DOCUMENT SECTION>
☆ ☆ ☆ ☆ ☆ ☆ ☆
By Darryl Lorenzo Wellington
Few people can even recall the name of the tribe that held Thanksgiving with the Pilgrims. We remember the Pilgrims, not the Wampanoag.
The Thanksgiving story subliminally invites us to believe that indigenous Americans have been offered a place at the table.
Thanksgiving is America's guilty holiday, a kind of camouflage, a symbolic excuse to ignore the elimination of whole populations of indigenous Americans by disease or war.
The Pilgrims displayed a distinct lack of generosity when Indians began dying from smallpox.
"It pleased God to afflict these Indians with such a deadly sickness, that out of 1,000, over 950 of them died, and many of them lay rotting above the ground for want of burial," wrote William Bradford, governor of Plymouth Colony.
No, the Pilgrims were not architects of all the injustices against Indians. But they set the tone.
For more on the subject, see Why Thanksgiving Pageants Are Wrong and Change Columbus Day or Thanksgiving?

2 comments:
I was disheartened to see this image on a Thanksgiving promotion for a great product that I use almost every day:
http://agilewebsolutions.com/images/pristine/gift/pilgrim-indian.png
(It was from this page: http://agilewebsolutions.com/customer/thanksgiving_intro, which I don't think can be accessed without an account.)
☆ ☆ ☆ ☆ ☆ ☆ ☆
YOUR INSTRUCTIONS> List every phrase that the Thanksgiving commentary's sentence beginning "Thanksgiving is America's guilty holiday" uses to describe Thanksgiving. The data that follows is not required.

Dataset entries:
☆ ☆ ☆ ☆ ☆ ☆ ☆
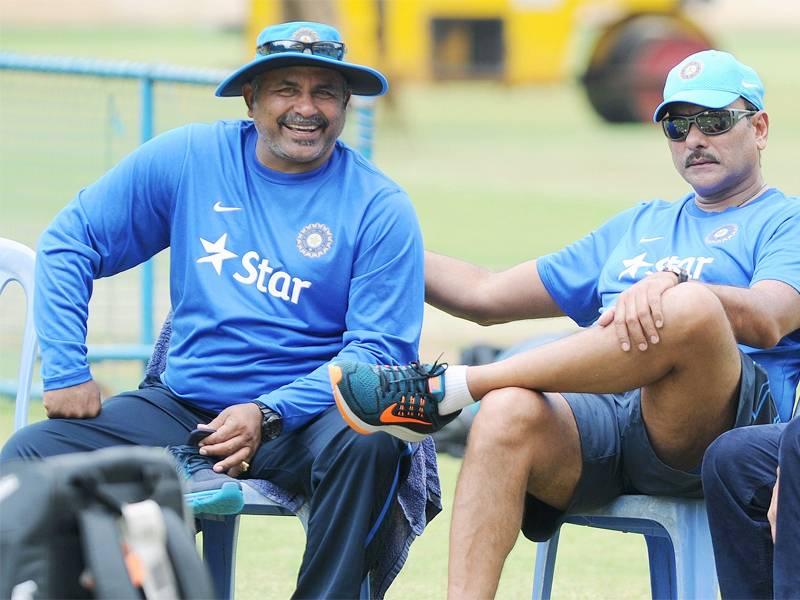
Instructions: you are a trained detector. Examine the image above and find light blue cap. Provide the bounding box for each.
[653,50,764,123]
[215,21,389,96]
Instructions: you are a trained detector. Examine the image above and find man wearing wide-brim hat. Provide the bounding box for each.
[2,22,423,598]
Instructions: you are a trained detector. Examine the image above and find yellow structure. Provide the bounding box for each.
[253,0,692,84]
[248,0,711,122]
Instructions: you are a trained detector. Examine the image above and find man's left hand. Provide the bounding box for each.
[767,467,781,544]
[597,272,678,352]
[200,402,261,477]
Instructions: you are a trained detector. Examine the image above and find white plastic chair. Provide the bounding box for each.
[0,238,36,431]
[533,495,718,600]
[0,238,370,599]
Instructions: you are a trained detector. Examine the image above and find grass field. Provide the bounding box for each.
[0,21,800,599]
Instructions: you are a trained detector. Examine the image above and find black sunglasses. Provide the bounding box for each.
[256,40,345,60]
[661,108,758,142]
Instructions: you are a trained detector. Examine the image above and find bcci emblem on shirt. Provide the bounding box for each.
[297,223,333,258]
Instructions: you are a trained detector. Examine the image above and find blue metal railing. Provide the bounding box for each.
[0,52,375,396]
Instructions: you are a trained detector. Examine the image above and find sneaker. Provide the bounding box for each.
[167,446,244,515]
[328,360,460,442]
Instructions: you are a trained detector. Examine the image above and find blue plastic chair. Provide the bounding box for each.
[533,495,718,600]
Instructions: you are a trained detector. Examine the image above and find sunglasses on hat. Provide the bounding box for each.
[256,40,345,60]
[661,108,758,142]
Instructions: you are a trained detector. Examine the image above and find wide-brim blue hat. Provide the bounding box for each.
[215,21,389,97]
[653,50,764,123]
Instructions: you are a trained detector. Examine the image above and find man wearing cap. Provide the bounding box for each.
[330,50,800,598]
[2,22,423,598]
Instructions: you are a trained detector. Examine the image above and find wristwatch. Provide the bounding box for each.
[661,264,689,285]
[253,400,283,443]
☆ ☆ ☆ ☆ ☆ ☆ ☆
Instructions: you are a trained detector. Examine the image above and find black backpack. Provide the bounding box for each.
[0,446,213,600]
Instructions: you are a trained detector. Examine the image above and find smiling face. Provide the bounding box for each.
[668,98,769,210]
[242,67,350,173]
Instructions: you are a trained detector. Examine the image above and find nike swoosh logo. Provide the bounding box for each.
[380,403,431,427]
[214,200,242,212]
☆ ☆ ☆ ☆ ☆ ☆ ☆
RESPONSE TO THIS TASK>
- America's guilty holiday
- a kind of camouflage
- a symbolic excuse to ignore the elimination of whole populations of indigenous Americans by disease or war